## Activity
Find each line in the records below that contains the word "Query", and copy it out.

---------- Supplied information ----------

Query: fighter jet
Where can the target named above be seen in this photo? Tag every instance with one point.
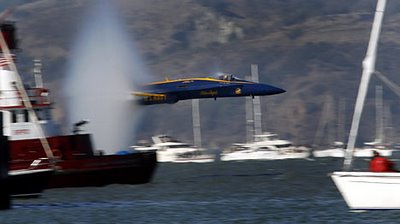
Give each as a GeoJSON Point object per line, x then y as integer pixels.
{"type": "Point", "coordinates": [224, 85]}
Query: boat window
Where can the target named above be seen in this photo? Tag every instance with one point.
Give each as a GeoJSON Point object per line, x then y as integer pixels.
{"type": "Point", "coordinates": [41, 115]}
{"type": "Point", "coordinates": [19, 116]}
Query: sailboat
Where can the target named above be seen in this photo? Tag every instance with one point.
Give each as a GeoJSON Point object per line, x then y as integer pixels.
{"type": "Point", "coordinates": [367, 190]}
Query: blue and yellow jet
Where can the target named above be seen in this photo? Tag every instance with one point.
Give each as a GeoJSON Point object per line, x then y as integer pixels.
{"type": "Point", "coordinates": [225, 85]}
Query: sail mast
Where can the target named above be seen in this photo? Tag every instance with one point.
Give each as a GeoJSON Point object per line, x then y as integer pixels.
{"type": "Point", "coordinates": [368, 65]}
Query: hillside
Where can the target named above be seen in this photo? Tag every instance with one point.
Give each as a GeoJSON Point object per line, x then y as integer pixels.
{"type": "Point", "coordinates": [313, 49]}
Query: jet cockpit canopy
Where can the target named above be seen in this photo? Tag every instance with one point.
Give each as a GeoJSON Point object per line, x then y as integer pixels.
{"type": "Point", "coordinates": [227, 77]}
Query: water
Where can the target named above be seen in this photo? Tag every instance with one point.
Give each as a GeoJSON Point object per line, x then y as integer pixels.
{"type": "Point", "coordinates": [289, 191]}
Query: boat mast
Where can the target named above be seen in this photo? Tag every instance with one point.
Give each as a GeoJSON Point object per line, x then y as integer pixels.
{"type": "Point", "coordinates": [249, 117]}
{"type": "Point", "coordinates": [25, 98]}
{"type": "Point", "coordinates": [379, 136]}
{"type": "Point", "coordinates": [196, 122]}
{"type": "Point", "coordinates": [368, 65]}
{"type": "Point", "coordinates": [256, 103]}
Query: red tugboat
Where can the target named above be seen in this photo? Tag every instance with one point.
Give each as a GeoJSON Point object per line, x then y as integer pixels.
{"type": "Point", "coordinates": [33, 136]}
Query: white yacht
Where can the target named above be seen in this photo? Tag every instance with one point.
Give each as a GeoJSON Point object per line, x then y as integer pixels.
{"type": "Point", "coordinates": [265, 147]}
{"type": "Point", "coordinates": [338, 151]}
{"type": "Point", "coordinates": [171, 150]}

----------

## Answer space
Query: fighter jet
Query: boat window
Query: sailboat
Query: blue and yellow jet
Query: sail mast
Query: hillside
Query: jet cockpit canopy
Query: water
Query: boat mast
Query: red tugboat
Query: white yacht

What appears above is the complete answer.